挑战: 把下面的材料逐行照抄一遍，一个字都不要改。
____ 输入材料
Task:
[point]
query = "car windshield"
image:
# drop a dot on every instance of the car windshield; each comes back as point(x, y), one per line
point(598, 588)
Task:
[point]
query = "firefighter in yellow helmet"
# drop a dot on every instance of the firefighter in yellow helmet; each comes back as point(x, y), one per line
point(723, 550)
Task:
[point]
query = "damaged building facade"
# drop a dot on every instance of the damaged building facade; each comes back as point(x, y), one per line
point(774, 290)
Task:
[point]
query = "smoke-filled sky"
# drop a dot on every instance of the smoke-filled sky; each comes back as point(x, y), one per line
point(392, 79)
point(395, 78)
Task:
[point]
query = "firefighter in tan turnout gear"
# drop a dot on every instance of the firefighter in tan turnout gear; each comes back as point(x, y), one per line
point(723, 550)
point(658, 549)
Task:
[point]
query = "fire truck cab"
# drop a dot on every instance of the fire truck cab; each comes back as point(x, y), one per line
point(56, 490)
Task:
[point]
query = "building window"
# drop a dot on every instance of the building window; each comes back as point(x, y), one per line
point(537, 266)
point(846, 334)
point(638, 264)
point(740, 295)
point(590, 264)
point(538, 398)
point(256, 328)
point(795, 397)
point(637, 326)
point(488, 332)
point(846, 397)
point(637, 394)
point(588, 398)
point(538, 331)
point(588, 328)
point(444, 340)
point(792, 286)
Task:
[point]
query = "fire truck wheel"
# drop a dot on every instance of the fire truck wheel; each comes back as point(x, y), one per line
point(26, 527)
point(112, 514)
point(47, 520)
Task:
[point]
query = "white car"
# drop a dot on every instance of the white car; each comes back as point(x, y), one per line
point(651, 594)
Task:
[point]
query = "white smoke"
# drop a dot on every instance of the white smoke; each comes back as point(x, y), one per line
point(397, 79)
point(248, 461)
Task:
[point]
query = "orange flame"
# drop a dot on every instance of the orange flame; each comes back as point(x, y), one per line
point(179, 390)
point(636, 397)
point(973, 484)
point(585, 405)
________
书面回答:
Task:
[point]
query = "car windshield"
image:
# drop a dot on every instance of the car windshield; each comes back as point(x, y), one per line
point(598, 588)
Task:
[point]
query = "firefighter in yellow helmet"
# drop a dot on every instance of the firefighter in yellow helmet; each comes back as point(x, y), one per line
point(723, 550)
Task:
[point]
query = "damaged building facade"
# drop a dot on every instance of the damaged building facade; each comes back as point(x, y), one per line
point(774, 290)
Task:
[point]
query = "smoke-filled sky"
# drop a dot on every instance of the smoke-filled sky; each comes back as point(x, y), one per line
point(392, 79)
point(395, 78)
Task:
[point]
query = "firefighter in tan turnout gear"
# drop a dot on every instance of the firefighter in tan turnout gear; each comes back as point(x, y), one per line
point(723, 550)
point(658, 549)
Task:
[point]
query = "fire truck cab"
# drop a dot on every instance of the fire truck cab; each comes back as point(x, y), one per line
point(56, 490)
Task:
[point]
query = "building window"
# drop a dot on every instance of the building window; each comes back as point(x, y), one per line
point(537, 266)
point(846, 334)
point(638, 264)
point(740, 295)
point(590, 264)
point(538, 398)
point(256, 328)
point(795, 397)
point(637, 326)
point(488, 332)
point(846, 397)
point(637, 394)
point(588, 398)
point(538, 331)
point(588, 328)
point(444, 340)
point(792, 286)
Task:
[point]
query = "fire truck wheel"
# drop a dot on every instance of the fire truck wheel; each comes back as point(x, y), one per line
point(26, 527)
point(112, 514)
point(47, 520)
Task:
[point]
query = "white car"
# drop a dot on every instance of the white car; each comes back as point(x, y), one per line
point(651, 594)
Task:
[point]
query = "white smoke"
# drop a dot on every instance of the white smoke; each comes back as point(x, y), one per line
point(397, 79)
point(248, 461)
Task:
[point]
query = "orange flame"
# drop a dot on every instance of the orange flame; each comes back as point(x, y), one per line
point(179, 390)
point(636, 397)
point(973, 484)
point(585, 405)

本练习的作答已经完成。